(Data extracted from a collection)
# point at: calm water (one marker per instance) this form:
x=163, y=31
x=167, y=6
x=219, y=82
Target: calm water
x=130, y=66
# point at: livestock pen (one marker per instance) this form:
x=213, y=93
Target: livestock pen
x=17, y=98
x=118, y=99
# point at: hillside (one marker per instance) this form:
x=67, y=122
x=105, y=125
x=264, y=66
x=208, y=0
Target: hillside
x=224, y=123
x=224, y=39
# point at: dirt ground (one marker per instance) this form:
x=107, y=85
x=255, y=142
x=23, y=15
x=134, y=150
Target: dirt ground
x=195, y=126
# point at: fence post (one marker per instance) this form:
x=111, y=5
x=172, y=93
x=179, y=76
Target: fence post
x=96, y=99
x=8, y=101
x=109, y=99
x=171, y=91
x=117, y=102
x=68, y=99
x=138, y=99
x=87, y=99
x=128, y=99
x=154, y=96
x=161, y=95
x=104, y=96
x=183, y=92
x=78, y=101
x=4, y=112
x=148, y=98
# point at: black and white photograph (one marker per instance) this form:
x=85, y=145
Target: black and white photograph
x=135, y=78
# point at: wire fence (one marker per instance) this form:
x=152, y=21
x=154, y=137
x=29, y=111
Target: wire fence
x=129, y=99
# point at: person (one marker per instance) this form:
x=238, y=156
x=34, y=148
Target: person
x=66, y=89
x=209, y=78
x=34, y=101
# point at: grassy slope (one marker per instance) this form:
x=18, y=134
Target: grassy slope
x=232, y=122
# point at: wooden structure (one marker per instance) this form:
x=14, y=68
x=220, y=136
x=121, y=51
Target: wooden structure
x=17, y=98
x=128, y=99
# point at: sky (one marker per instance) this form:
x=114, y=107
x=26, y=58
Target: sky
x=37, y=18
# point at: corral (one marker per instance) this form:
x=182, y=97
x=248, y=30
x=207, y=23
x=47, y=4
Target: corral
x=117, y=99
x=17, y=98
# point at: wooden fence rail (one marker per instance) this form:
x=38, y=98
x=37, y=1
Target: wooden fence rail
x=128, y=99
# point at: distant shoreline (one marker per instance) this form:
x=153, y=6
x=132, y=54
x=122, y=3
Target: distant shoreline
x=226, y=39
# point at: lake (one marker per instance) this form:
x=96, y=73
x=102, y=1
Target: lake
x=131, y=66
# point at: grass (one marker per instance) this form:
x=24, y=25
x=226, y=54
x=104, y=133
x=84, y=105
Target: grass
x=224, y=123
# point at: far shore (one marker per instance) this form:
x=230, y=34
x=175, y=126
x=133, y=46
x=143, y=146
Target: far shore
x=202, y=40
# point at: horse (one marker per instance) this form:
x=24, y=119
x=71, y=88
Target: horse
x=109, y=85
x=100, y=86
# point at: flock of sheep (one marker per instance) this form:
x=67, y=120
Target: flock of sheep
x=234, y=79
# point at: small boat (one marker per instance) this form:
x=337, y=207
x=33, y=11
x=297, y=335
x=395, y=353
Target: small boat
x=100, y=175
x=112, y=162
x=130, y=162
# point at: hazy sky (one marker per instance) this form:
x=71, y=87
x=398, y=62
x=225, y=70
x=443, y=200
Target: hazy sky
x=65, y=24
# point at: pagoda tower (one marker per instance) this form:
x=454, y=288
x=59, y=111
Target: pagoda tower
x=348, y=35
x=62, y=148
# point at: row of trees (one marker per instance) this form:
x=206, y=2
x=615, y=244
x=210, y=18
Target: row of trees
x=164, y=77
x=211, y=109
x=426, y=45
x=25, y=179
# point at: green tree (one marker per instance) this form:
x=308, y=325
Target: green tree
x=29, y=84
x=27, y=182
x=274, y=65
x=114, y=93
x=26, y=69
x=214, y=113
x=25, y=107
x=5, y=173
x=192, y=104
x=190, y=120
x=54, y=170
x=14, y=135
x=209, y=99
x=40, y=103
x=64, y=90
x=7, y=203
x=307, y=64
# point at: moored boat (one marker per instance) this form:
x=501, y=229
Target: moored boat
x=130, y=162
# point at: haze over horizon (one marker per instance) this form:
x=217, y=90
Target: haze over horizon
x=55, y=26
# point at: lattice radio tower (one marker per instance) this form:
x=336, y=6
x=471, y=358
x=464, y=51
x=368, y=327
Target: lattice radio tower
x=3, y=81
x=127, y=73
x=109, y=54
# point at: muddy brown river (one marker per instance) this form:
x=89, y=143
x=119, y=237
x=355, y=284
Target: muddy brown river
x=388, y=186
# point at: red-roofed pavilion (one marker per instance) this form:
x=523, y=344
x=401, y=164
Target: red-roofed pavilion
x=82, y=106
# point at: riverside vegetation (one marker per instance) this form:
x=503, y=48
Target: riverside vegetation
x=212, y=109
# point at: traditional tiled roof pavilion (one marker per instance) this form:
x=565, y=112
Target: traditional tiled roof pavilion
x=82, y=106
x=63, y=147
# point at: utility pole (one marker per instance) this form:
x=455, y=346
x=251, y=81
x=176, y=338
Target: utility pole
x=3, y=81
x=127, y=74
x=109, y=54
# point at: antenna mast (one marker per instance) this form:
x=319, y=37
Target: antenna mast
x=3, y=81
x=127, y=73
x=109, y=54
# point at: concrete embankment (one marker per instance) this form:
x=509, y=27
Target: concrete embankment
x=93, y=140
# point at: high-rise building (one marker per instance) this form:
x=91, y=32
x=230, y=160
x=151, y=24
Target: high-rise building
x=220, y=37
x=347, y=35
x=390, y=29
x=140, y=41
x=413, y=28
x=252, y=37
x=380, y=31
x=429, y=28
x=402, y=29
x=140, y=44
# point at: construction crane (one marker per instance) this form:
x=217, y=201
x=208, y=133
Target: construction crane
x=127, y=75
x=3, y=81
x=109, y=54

## [Exercise prompt]
What you return should match the entries above exactly.

## [Task result]
# point at: calm water (one marker per instance) this form:
x=163, y=31
x=167, y=6
x=219, y=82
Target: calm water
x=130, y=66
# point at: livestock pen (one marker per instance) this form:
x=213, y=93
Target: livestock pen
x=17, y=98
x=118, y=99
# point at: hillside (one marker per instance) this form:
x=67, y=122
x=105, y=125
x=264, y=66
x=208, y=0
Target: hillside
x=224, y=123
x=224, y=39
# point at: dirt ground (one marker per instance) this form:
x=107, y=85
x=255, y=142
x=23, y=15
x=134, y=150
Target: dirt ground
x=195, y=126
# point at: fence post (one marker per instance) this form:
x=111, y=5
x=172, y=93
x=179, y=76
Target: fence post
x=96, y=99
x=8, y=101
x=109, y=99
x=171, y=91
x=117, y=102
x=68, y=99
x=138, y=99
x=87, y=99
x=128, y=99
x=154, y=96
x=161, y=95
x=104, y=96
x=183, y=92
x=78, y=101
x=4, y=112
x=148, y=98
# point at: black and white photograph (one marker per instance) this form:
x=85, y=145
Target: black and white photograph
x=135, y=78
# point at: wire fence (one marker per instance) this form:
x=152, y=21
x=154, y=137
x=29, y=111
Target: wire fence
x=129, y=99
# point at: person (one marker per instance) this form:
x=238, y=156
x=34, y=148
Target: person
x=66, y=89
x=209, y=78
x=34, y=101
# point at: grassy slope (one marker per instance) this form:
x=18, y=134
Target: grassy slope
x=232, y=122
# point at: wooden structure (one marker per instance) this form:
x=14, y=68
x=220, y=136
x=121, y=51
Target: wooden structure
x=17, y=98
x=128, y=99
# point at: sky (one marker per instance) this form:
x=114, y=107
x=26, y=58
Target: sky
x=37, y=18
# point at: corral (one marker per instance) this form:
x=182, y=97
x=248, y=30
x=207, y=23
x=47, y=4
Target: corral
x=117, y=99
x=17, y=98
# point at: wooden fence rail (one marker per instance) this form:
x=38, y=98
x=37, y=1
Target: wooden fence rail
x=128, y=99
# point at: distant shoreline (one marker per instance) this form:
x=153, y=6
x=132, y=54
x=122, y=3
Target: distant shoreline
x=226, y=39
# point at: lake (one marker per instance) this form:
x=96, y=73
x=102, y=1
Target: lake
x=131, y=66
# point at: grass (one marker per instance) this form:
x=24, y=25
x=226, y=54
x=104, y=133
x=84, y=105
Target: grass
x=224, y=123
# point at: far shore (one marker per instance) this form:
x=230, y=34
x=175, y=126
x=133, y=46
x=143, y=146
Target: far shore
x=202, y=40
# point at: horse (one marker per instance) this form:
x=24, y=119
x=71, y=88
Target: horse
x=109, y=85
x=100, y=86
# point at: flock of sheep (one marker per instance) this form:
x=67, y=120
Target: flock of sheep
x=234, y=79
# point at: small boat (one marker per instance) this form:
x=337, y=207
x=33, y=11
x=297, y=335
x=395, y=353
Target: small boat
x=100, y=175
x=112, y=162
x=130, y=162
# point at: hazy sky (one marker per instance) this form:
x=71, y=87
x=398, y=62
x=225, y=70
x=443, y=200
Target: hazy sky
x=65, y=24
# point at: pagoda tower (one marker per instance) this form:
x=454, y=288
x=59, y=111
Target: pagoda tower
x=348, y=35
x=62, y=148
# point at: row of trees (one marker per instance) this form:
x=206, y=2
x=615, y=244
x=210, y=18
Target: row of trees
x=164, y=77
x=211, y=109
x=426, y=45
x=25, y=179
# point at: green tree (one marker per instance) this form:
x=308, y=325
Target: green tree
x=29, y=84
x=27, y=182
x=274, y=65
x=114, y=93
x=26, y=69
x=214, y=113
x=25, y=107
x=5, y=173
x=192, y=104
x=190, y=120
x=54, y=170
x=14, y=135
x=209, y=99
x=40, y=103
x=64, y=90
x=7, y=203
x=307, y=64
# point at: moored boat (one marker per instance) this form:
x=501, y=229
Target: moored boat
x=130, y=162
# point at: haze over horizon (one marker per instance) this form:
x=217, y=90
Target: haze over horizon
x=55, y=26
# point at: lattice radio tower (one marker per instance) this form:
x=336, y=6
x=471, y=358
x=464, y=51
x=368, y=327
Target: lattice radio tower
x=3, y=81
x=127, y=73
x=109, y=54
# point at: muddy brown river (one marker per instance) this form:
x=89, y=143
x=119, y=237
x=355, y=284
Target: muddy brown river
x=388, y=186
# point at: red-roofed pavilion (one marker per instance) this form:
x=523, y=344
x=401, y=164
Target: red-roofed pavilion
x=82, y=106
# point at: riverside vegetation (one marker per instance) this form:
x=503, y=48
Target: riverside vegetation
x=212, y=109
# point at: traditional tiled roof pavilion (one marker per instance) this form:
x=565, y=112
Target: traditional tiled roof pavilion
x=82, y=106
x=63, y=147
# point at: utility pole (one marker per instance) this form:
x=455, y=346
x=251, y=81
x=176, y=338
Target: utility pole
x=3, y=81
x=127, y=74
x=109, y=54
# point at: antenna mast (one marker per instance) this form:
x=319, y=37
Target: antenna mast
x=3, y=81
x=127, y=73
x=109, y=54
# point at: concrete embankment (one marker per instance) this form:
x=509, y=27
Target: concrete embankment
x=93, y=140
# point at: high-rise building (one marker per instance) this form:
x=91, y=32
x=230, y=160
x=151, y=24
Target: high-rise building
x=220, y=37
x=347, y=35
x=390, y=29
x=140, y=41
x=413, y=28
x=252, y=37
x=380, y=31
x=429, y=28
x=402, y=29
x=140, y=44
# point at: construction crane (one marker per instance) this form:
x=217, y=201
x=208, y=133
Target: construction crane
x=127, y=75
x=3, y=81
x=109, y=54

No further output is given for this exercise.